### OBJECTIVE
Set every line of the entries below into a numbered list, omitting blank lines and leaving the pictures out.

### SUPPLIED MATERIAL
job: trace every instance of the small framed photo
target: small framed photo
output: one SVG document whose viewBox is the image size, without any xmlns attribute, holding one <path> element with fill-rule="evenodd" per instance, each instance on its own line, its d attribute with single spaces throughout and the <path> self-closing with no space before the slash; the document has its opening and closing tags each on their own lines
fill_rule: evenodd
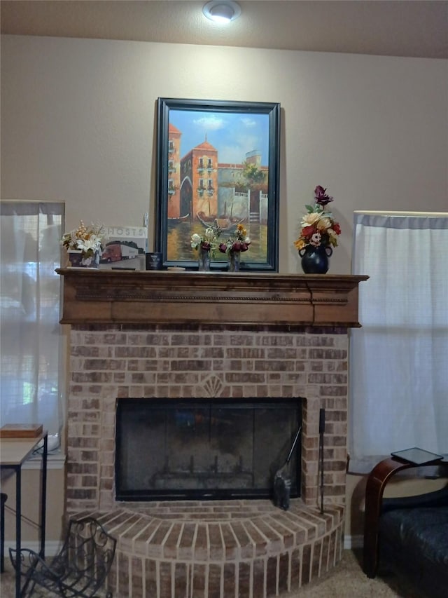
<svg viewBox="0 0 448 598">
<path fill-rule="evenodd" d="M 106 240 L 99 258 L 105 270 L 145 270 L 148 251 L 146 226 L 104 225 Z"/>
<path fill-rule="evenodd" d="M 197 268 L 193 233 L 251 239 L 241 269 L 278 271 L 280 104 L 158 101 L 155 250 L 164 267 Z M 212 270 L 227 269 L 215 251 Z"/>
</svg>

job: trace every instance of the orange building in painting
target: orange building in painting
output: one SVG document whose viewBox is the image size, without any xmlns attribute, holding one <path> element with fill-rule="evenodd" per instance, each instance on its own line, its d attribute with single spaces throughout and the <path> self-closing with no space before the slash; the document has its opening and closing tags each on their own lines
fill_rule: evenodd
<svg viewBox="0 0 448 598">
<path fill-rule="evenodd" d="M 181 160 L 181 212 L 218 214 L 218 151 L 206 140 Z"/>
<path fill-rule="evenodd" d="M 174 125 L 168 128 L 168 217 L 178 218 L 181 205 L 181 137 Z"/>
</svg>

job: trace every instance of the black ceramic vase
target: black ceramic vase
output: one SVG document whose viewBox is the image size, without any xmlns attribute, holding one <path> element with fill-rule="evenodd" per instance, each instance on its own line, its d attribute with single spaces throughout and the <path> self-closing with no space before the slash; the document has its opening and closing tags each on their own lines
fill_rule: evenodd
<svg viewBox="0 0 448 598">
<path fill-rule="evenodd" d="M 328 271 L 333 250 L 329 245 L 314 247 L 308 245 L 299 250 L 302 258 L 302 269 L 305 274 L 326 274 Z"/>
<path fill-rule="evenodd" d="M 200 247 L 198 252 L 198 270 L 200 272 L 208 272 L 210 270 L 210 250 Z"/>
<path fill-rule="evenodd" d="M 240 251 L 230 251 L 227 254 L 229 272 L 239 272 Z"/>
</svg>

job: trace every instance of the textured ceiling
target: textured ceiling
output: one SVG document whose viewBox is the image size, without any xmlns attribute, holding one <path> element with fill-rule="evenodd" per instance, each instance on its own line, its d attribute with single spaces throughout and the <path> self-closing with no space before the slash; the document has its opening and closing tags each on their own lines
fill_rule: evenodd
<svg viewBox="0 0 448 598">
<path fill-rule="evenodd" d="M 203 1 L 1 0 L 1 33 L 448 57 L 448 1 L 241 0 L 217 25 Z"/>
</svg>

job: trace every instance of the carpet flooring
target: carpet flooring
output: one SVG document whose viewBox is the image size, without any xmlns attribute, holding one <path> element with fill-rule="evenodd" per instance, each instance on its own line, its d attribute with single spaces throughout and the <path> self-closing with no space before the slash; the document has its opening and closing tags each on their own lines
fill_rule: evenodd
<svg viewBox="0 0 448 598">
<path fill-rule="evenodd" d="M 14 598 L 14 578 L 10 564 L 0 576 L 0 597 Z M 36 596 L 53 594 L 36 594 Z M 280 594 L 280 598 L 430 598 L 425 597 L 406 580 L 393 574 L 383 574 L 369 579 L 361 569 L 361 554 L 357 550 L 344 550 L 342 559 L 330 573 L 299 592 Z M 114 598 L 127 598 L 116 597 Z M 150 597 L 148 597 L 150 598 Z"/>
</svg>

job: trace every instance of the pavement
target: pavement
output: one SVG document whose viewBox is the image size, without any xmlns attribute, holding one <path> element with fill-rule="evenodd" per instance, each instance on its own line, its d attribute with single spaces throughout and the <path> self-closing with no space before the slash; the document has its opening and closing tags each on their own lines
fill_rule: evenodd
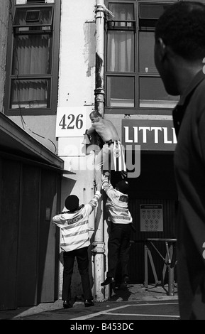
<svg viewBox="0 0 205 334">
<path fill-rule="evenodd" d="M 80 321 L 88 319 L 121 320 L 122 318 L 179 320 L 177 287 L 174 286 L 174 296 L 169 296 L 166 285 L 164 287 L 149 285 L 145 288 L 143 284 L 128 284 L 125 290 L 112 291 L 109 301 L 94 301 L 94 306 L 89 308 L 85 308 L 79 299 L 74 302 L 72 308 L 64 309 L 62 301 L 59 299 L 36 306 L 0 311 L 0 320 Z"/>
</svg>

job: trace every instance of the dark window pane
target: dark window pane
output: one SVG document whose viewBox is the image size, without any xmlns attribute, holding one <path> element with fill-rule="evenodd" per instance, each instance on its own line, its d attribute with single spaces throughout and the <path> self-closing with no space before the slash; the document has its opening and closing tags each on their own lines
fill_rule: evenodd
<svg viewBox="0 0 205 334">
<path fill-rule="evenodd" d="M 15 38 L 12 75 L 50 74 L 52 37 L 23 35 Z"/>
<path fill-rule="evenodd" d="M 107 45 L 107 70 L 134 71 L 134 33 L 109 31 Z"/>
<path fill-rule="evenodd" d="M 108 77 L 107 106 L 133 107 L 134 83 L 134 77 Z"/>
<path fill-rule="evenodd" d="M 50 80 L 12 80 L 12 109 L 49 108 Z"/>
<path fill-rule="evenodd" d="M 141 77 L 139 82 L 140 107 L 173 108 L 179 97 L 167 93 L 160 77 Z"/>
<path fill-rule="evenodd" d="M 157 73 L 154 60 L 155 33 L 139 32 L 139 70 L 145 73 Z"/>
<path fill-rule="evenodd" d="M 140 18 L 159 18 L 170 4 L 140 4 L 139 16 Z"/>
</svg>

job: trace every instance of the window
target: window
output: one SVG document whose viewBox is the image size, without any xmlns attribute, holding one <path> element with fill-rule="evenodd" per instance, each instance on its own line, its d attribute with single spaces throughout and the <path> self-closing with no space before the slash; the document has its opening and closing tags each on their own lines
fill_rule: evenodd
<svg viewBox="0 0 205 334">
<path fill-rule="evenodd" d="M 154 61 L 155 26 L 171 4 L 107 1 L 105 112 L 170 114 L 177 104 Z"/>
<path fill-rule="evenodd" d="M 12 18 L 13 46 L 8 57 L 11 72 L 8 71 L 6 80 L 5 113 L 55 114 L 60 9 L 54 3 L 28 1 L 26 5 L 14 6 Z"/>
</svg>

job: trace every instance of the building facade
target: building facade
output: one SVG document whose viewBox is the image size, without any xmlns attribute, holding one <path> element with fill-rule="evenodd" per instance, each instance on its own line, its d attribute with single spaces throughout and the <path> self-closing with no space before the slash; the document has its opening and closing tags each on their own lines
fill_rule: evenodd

### WRITTEN REPLY
1. job: trace every instance of the small framed photo
2. target: small framed photo
3. output: one SVG document whose viewBox is the image size, without any xmlns attribute, holding one <path> element with fill-rule="evenodd" per instance, each instance on its own line, its d attribute with single spaces throughout and the <path> self-closing with no space before the slash; the document has its opening and closing tags each on their own lines
4. fill_rule: evenodd
5. <svg viewBox="0 0 448 598">
6. <path fill-rule="evenodd" d="M 106 240 L 99 258 L 105 270 L 145 270 L 148 251 L 146 226 L 104 225 Z"/>
7. <path fill-rule="evenodd" d="M 197 268 L 193 233 L 251 239 L 241 269 L 278 271 L 280 104 L 158 101 L 155 250 L 164 267 Z M 212 270 L 227 269 L 215 251 Z"/>
8. </svg>
9. job: trace every instance of the orange building in painting
10. target: orange building in painting
11. output: one SVG document whose viewBox is the image size, without any xmlns attribute, holding one <path> element with fill-rule="evenodd" per instance, each instance on its own line, its d attribute with single spaces throughout and the <path> self-closing with no space before the slash; the document has its opening and closing tags each on their own lines
12. fill_rule: evenodd
13. <svg viewBox="0 0 448 598">
14. <path fill-rule="evenodd" d="M 181 160 L 181 212 L 218 214 L 218 151 L 206 140 Z"/>
15. <path fill-rule="evenodd" d="M 174 125 L 168 128 L 168 217 L 178 218 L 181 205 L 181 137 Z"/>
16. </svg>
17. job: trace every instance of the black ceramic vase
18. target: black ceramic vase
19. output: one SVG document whose viewBox is the image size, without any xmlns attribute, holding one <path> element with fill-rule="evenodd" per instance, each instance on its own line, its d attribute with single spaces throughout and the <path> self-closing with no space before the slash; the document has its opening and closing tags each on their own lines
20. fill_rule: evenodd
21. <svg viewBox="0 0 448 598">
22. <path fill-rule="evenodd" d="M 328 271 L 333 250 L 329 245 L 314 247 L 308 245 L 299 250 L 302 258 L 302 269 L 305 274 L 326 274 Z"/>
23. <path fill-rule="evenodd" d="M 200 247 L 198 252 L 198 270 L 200 272 L 208 272 L 210 270 L 210 250 Z"/>
24. <path fill-rule="evenodd" d="M 240 251 L 230 251 L 227 254 L 229 272 L 239 272 Z"/>
25. </svg>
26. job: trace every instance of the textured ceiling
27. target: textured ceiling
28. output: one SVG document whose viewBox is the image size, without any xmlns attribute, holding one <path> element with fill-rule="evenodd" per instance, each instance on its own line, its d attribute with single spaces throughout and the <path> self-closing with no space before the slash; the document has its opening and closing tags each on their own lines
29. fill_rule: evenodd
30. <svg viewBox="0 0 448 598">
31. <path fill-rule="evenodd" d="M 203 1 L 1 0 L 1 33 L 448 57 L 448 1 L 241 0 L 217 25 Z"/>
32. </svg>
33. job: trace every instance of the carpet flooring
34. target: carpet flooring
35. output: one SVG document whose viewBox is the image size, without any xmlns attribute, holding one <path> element with fill-rule="evenodd" per instance, each instance on its own line, its d attribute with single spaces throughout and the <path> self-closing with no space before the slash; the document has its opening and closing tags each on their own lines
36. fill_rule: evenodd
37. <svg viewBox="0 0 448 598">
38. <path fill-rule="evenodd" d="M 14 598 L 14 578 L 10 564 L 0 576 L 0 597 Z M 36 596 L 53 594 L 36 594 Z M 280 594 L 280 598 L 430 598 L 425 597 L 406 580 L 393 574 L 383 574 L 369 579 L 361 569 L 361 554 L 357 550 L 344 550 L 342 559 L 330 573 L 299 592 Z M 114 598 L 127 598 L 116 597 Z M 150 597 L 148 597 L 150 598 Z"/>
39. </svg>
40. job: trace every instance of the pavement
41. target: pavement
42. output: one SVG document whose viewBox is the image size, without any xmlns attribute, holding one <path> element with fill-rule="evenodd" per instance, each instance on its own line, its d attribute with single spaces throughout and the <path> self-closing with no space before the slash; the document has its opening and closing tags each on their own lines
43. fill_rule: evenodd
44. <svg viewBox="0 0 205 334">
45. <path fill-rule="evenodd" d="M 80 321 L 88 319 L 121 320 L 122 318 L 179 320 L 177 287 L 174 286 L 174 296 L 169 296 L 166 285 L 164 287 L 149 285 L 145 288 L 143 284 L 128 284 L 125 290 L 112 291 L 109 301 L 94 301 L 94 306 L 89 308 L 85 308 L 79 299 L 74 302 L 72 308 L 64 309 L 62 301 L 59 299 L 36 306 L 0 311 L 0 320 Z"/>
46. </svg>
47. job: trace every instance of the dark window pane
48. target: dark window pane
49. output: one SVG document whose viewBox is the image size, without any xmlns attribute, holding one <path> element with fill-rule="evenodd" per instance, each instance on its own line, its d attribute with single spaces throughout and the <path> self-closing with no space before the slash; the document has its opening and closing tags each on their own lines
50. fill_rule: evenodd
51. <svg viewBox="0 0 205 334">
52. <path fill-rule="evenodd" d="M 15 38 L 12 75 L 50 74 L 52 37 L 23 35 Z"/>
53. <path fill-rule="evenodd" d="M 107 45 L 107 70 L 134 71 L 134 33 L 109 31 Z"/>
54. <path fill-rule="evenodd" d="M 108 77 L 107 106 L 133 107 L 134 83 L 134 77 Z"/>
55. <path fill-rule="evenodd" d="M 50 80 L 12 80 L 12 109 L 49 108 Z"/>
56. <path fill-rule="evenodd" d="M 141 77 L 139 82 L 140 107 L 173 108 L 179 97 L 167 93 L 160 77 Z"/>
57. <path fill-rule="evenodd" d="M 157 73 L 154 60 L 155 33 L 139 32 L 139 70 L 145 73 Z"/>
58. <path fill-rule="evenodd" d="M 140 18 L 159 18 L 170 4 L 140 4 L 139 16 Z"/>
59. </svg>
60. job: trace every instance of the window
61. target: window
62. output: one SVG document whose viewBox is the image size, without any xmlns attribute, holding one <path> element with fill-rule="evenodd" per instance, each instance on its own line, its d attribute with single spaces throughout and the <path> self-closing with no space before the slash; the document has its opening and closing tags each on their own lines
63. fill_rule: evenodd
64. <svg viewBox="0 0 205 334">
65. <path fill-rule="evenodd" d="M 154 61 L 155 26 L 171 4 L 107 1 L 105 112 L 170 114 L 177 104 Z"/>
66. <path fill-rule="evenodd" d="M 12 18 L 13 46 L 8 57 L 11 72 L 8 71 L 6 80 L 5 113 L 55 114 L 60 9 L 54 3 L 28 1 L 26 5 L 14 6 Z"/>
67. </svg>
68. job: trace every instance of the building facade
69. target: building facade
70. output: one SVG document whose viewBox is the image size, without any xmlns attribute, holding one <path> element with fill-rule="evenodd" per instance, each instance on its own line, its d attribute with single spaces throughout and the <path> self-closing with no space before the slash; the document has its opening and closing tags each on their own lines
71. fill_rule: evenodd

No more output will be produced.